→ WHAT TO PRODUCE
Find the string "below" in the data, and copy out each line that has it.

== DATASET ENTRIES

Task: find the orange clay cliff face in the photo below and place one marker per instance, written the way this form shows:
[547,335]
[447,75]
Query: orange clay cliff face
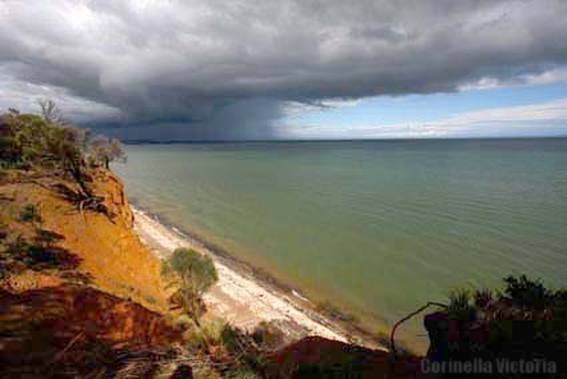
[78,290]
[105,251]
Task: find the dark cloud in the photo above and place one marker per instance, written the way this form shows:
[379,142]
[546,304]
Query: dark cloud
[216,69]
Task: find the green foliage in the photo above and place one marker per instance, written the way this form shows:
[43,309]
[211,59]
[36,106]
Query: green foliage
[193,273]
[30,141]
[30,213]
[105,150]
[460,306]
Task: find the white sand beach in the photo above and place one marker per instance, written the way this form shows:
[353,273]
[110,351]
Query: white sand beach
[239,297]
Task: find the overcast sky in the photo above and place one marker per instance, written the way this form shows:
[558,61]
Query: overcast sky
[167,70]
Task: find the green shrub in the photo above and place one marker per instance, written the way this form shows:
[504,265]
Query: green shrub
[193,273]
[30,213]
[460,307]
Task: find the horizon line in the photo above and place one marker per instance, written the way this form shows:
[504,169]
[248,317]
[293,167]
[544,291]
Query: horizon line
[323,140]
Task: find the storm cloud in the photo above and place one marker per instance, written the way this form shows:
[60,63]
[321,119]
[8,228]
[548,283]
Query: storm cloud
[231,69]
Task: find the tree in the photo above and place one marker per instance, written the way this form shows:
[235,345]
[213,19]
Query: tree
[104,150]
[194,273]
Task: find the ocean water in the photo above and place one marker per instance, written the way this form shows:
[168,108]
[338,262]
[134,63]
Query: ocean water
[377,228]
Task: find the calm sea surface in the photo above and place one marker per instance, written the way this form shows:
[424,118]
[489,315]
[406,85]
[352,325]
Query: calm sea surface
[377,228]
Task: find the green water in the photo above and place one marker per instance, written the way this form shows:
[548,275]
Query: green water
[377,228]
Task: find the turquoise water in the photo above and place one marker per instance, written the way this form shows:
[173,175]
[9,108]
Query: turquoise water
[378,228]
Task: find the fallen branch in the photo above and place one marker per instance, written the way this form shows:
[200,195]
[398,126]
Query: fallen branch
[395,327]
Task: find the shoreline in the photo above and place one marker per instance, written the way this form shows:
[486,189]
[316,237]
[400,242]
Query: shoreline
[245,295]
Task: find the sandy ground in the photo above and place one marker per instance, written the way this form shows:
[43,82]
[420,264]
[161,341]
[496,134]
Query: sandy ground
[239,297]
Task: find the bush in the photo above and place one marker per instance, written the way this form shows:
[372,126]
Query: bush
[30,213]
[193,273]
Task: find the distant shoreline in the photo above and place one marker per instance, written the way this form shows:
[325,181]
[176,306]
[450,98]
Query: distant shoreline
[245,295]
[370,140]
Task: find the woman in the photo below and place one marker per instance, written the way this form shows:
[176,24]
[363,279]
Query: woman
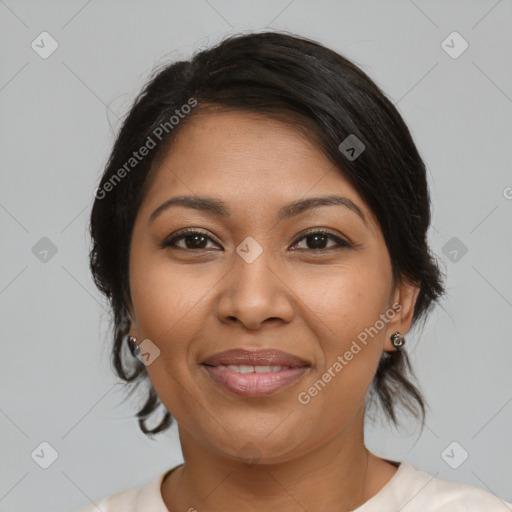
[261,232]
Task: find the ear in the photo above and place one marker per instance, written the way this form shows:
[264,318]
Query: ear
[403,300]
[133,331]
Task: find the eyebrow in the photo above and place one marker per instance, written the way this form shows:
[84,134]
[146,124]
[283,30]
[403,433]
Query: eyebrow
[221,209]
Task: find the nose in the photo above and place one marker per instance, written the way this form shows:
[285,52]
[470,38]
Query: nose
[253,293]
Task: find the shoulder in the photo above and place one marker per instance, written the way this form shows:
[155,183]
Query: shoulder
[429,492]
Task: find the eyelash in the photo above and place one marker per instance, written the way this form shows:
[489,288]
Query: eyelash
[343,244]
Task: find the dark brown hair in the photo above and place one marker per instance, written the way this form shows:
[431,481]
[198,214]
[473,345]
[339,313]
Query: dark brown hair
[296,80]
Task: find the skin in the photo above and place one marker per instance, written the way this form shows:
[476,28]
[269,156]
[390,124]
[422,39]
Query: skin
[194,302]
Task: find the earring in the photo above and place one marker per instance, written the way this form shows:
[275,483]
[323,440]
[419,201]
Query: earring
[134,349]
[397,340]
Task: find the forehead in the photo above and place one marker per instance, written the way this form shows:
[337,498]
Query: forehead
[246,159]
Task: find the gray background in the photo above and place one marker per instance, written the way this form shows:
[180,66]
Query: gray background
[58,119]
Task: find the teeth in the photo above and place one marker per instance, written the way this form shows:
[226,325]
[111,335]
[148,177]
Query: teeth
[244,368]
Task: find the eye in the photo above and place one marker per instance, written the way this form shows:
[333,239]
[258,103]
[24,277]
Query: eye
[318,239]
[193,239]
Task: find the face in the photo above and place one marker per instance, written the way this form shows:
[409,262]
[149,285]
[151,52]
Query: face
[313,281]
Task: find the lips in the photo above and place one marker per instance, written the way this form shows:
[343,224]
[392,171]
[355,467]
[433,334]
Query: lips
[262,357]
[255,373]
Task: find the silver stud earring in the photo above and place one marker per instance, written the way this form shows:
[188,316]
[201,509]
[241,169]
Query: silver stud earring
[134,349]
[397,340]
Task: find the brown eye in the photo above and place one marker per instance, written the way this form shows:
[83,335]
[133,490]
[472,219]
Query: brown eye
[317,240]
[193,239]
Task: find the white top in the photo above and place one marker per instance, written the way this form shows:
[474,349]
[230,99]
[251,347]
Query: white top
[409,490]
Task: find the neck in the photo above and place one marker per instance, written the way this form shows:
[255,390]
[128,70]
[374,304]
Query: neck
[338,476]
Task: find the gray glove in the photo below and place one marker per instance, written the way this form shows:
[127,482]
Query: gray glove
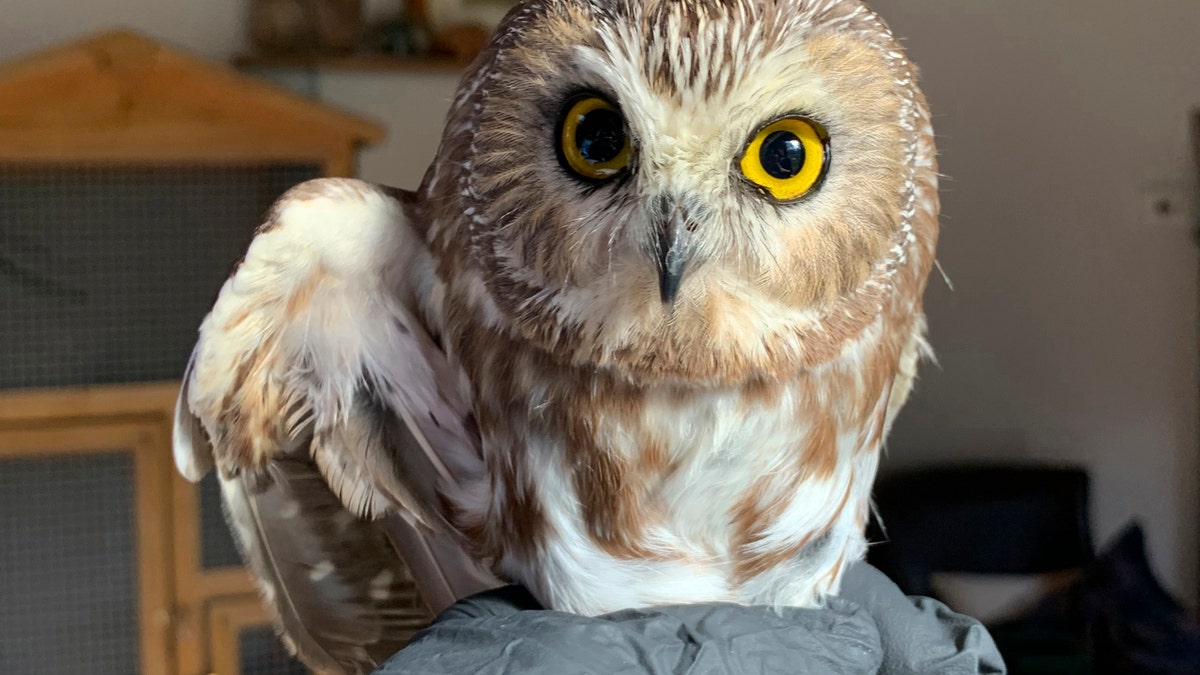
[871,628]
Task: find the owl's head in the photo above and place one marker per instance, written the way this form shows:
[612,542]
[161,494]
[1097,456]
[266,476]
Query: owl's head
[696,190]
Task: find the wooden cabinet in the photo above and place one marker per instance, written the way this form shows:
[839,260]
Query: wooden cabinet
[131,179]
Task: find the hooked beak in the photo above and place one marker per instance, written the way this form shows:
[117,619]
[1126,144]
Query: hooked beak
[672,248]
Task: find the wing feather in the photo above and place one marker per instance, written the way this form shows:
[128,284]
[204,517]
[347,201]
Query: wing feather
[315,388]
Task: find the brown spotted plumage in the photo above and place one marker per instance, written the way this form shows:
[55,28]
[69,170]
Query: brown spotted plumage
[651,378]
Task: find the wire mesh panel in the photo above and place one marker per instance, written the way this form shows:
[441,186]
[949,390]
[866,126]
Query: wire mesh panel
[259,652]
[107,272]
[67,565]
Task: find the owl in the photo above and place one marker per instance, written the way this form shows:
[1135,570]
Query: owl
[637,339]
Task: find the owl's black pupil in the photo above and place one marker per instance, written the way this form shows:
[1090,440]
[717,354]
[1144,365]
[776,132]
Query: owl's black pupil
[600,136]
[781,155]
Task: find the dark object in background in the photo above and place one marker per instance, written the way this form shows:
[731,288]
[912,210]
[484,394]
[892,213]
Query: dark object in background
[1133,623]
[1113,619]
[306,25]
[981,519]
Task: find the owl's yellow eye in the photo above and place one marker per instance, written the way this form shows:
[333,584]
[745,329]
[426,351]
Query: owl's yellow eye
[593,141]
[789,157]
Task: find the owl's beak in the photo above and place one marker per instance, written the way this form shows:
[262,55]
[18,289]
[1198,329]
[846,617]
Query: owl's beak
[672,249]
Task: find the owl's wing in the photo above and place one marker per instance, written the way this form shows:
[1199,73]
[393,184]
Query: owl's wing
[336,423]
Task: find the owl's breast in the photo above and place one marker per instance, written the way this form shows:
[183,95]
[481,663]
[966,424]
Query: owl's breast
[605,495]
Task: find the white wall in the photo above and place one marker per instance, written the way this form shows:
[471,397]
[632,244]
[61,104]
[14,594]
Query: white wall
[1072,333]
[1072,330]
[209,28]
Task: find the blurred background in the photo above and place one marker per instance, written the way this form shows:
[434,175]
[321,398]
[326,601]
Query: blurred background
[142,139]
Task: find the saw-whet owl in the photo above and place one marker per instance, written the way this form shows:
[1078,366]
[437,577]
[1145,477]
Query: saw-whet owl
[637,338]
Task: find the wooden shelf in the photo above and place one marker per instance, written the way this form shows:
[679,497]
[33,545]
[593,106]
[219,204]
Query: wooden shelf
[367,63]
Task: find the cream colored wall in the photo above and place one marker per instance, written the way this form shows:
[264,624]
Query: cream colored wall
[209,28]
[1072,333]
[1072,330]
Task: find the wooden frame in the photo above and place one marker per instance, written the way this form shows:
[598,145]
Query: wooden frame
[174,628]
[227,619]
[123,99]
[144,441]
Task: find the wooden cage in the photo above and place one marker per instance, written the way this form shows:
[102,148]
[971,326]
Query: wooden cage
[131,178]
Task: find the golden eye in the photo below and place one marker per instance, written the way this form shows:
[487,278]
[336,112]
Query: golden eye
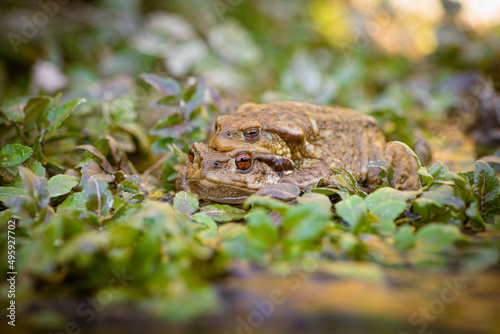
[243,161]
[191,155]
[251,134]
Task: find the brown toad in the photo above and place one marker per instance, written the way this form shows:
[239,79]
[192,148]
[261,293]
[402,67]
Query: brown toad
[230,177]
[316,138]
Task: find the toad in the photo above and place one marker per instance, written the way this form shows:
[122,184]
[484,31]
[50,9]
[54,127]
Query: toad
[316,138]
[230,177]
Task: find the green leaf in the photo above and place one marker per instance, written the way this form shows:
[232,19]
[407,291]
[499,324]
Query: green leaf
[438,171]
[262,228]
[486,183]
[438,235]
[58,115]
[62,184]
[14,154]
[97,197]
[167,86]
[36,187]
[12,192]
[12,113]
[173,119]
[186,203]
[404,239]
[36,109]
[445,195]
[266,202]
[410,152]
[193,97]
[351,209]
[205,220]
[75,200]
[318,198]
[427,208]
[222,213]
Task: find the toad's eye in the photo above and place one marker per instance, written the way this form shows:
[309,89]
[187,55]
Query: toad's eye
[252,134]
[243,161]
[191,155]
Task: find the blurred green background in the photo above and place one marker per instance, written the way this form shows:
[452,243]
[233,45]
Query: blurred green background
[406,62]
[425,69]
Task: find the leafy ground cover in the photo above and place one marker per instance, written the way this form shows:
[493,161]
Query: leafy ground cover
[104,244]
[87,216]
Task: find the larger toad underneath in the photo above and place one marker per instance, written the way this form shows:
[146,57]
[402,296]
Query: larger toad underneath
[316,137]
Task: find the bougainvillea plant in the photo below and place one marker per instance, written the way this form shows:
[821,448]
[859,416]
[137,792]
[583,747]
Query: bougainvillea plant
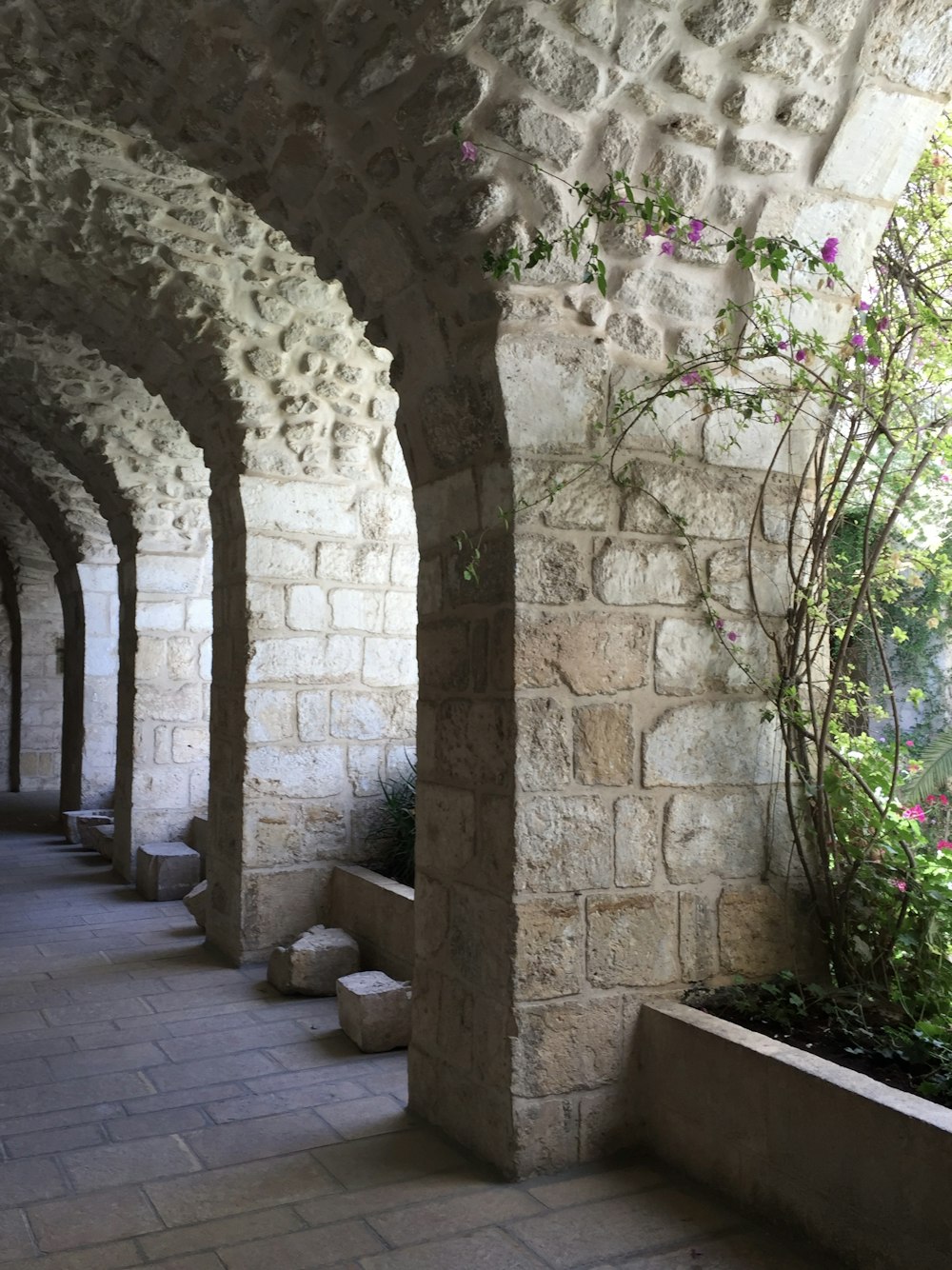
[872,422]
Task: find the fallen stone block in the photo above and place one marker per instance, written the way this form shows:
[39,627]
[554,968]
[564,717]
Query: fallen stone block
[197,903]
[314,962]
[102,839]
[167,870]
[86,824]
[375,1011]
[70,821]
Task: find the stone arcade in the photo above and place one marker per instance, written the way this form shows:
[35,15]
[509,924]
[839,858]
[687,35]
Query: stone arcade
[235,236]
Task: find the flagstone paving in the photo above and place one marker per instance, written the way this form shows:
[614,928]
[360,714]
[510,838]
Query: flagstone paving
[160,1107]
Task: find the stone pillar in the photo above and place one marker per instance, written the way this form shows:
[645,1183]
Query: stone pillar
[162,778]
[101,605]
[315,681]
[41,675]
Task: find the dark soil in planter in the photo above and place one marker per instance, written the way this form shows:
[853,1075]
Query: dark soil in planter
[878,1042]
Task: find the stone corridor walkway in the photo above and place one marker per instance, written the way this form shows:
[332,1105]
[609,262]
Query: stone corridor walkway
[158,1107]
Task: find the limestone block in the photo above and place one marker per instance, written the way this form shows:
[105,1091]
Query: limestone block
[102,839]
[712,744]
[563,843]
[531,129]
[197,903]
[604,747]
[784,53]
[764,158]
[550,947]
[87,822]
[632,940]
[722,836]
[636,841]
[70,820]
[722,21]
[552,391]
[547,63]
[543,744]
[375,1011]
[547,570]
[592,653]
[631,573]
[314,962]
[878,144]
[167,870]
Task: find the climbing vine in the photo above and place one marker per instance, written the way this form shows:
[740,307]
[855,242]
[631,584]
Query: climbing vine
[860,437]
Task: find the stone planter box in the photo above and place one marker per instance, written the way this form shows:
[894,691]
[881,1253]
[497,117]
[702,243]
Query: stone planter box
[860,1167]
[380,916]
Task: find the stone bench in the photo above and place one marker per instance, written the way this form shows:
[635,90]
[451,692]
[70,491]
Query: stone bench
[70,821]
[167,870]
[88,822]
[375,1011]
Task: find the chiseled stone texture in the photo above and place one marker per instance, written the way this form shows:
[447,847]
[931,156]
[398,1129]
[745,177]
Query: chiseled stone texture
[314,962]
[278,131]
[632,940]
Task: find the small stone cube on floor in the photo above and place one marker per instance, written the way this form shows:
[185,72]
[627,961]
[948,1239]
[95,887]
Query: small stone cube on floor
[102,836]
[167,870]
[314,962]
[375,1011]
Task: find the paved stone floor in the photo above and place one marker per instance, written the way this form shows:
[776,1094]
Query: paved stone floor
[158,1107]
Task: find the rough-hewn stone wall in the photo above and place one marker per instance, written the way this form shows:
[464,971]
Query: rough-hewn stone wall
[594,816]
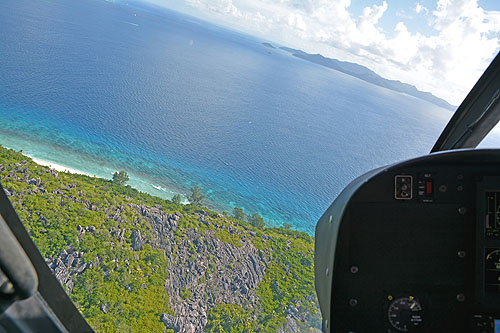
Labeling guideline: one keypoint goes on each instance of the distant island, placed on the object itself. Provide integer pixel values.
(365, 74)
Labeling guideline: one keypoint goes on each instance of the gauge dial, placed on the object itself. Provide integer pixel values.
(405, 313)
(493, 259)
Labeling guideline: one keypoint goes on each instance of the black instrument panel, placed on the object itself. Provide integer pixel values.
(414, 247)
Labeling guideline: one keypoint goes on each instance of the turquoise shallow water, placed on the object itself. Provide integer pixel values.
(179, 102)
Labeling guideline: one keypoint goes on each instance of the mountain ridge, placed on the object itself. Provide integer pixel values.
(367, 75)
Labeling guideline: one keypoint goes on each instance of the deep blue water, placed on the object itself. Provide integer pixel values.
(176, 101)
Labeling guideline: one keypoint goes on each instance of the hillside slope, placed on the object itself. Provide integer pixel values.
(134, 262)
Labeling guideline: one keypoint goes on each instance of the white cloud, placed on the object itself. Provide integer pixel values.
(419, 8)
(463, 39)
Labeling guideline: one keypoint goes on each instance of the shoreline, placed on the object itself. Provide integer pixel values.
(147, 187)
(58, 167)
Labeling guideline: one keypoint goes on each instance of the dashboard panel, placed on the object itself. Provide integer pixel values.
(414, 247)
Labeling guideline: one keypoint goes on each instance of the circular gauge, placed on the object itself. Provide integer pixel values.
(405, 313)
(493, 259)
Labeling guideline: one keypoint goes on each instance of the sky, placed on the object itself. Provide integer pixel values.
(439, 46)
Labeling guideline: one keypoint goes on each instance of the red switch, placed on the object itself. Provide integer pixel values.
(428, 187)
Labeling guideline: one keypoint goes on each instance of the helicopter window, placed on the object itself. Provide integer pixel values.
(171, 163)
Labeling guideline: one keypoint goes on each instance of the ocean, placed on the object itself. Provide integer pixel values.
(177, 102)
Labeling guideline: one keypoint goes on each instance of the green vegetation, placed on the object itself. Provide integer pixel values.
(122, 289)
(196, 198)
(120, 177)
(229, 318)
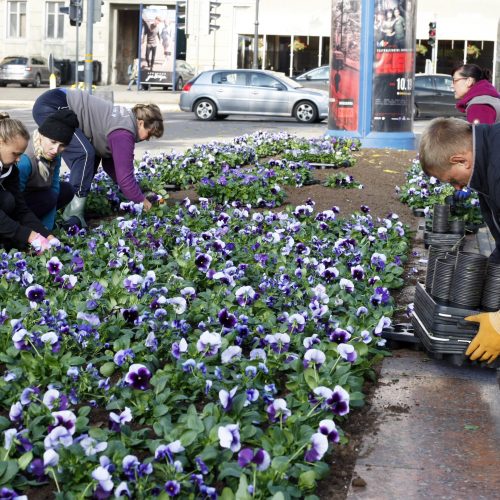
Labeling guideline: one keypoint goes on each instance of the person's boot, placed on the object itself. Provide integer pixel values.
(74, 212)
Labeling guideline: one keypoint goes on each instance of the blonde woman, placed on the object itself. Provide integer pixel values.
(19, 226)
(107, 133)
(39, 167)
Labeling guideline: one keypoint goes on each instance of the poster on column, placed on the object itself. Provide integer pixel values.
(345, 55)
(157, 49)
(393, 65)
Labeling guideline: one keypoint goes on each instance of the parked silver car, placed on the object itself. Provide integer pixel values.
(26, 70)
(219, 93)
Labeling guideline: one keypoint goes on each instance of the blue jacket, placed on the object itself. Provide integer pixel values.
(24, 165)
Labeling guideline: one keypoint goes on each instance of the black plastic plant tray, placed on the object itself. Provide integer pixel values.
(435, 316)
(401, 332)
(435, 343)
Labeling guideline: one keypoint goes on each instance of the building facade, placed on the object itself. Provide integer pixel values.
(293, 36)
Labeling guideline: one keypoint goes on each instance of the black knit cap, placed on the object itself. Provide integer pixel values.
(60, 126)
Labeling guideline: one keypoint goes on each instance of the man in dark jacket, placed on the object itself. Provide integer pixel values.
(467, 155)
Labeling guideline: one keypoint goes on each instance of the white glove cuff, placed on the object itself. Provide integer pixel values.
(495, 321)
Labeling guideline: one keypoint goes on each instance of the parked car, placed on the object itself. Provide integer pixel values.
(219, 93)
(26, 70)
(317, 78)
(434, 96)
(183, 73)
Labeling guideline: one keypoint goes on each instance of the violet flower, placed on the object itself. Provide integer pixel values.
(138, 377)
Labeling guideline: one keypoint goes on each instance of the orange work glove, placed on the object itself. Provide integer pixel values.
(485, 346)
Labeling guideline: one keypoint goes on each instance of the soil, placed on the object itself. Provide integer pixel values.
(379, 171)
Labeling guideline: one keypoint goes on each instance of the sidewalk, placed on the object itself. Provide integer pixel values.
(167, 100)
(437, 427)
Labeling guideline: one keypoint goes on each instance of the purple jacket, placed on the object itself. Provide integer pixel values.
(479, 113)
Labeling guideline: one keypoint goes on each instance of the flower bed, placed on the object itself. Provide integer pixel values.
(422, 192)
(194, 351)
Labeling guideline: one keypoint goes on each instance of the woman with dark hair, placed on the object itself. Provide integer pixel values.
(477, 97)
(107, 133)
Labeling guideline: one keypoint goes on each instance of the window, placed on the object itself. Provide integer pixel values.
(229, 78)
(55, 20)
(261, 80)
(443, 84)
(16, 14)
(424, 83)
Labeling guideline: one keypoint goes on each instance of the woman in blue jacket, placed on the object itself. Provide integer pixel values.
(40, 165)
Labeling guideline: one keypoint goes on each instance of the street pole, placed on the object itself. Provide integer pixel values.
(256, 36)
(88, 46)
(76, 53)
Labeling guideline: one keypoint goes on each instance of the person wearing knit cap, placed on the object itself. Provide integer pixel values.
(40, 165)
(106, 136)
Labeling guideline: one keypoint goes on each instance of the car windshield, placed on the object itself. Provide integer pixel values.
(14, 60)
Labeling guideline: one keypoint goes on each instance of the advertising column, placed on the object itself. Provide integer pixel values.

====

→ WRITTEN ANSWER
Task: find the orange clay cliff face in the photo below and place one marker per instance, written the way this form shows:
Task: find the woman in the photo below and place one marker per instance, written the way this form shows:
Task: find the gray glove in the photo below and place one marker per instance, written the way this form shows:
Task: find the golden eye in the photo below and place one marker per instance, written the way this form shows:
Task: find the bougainvillea plant in the photo below and place one marker per instance, written the way this form shows:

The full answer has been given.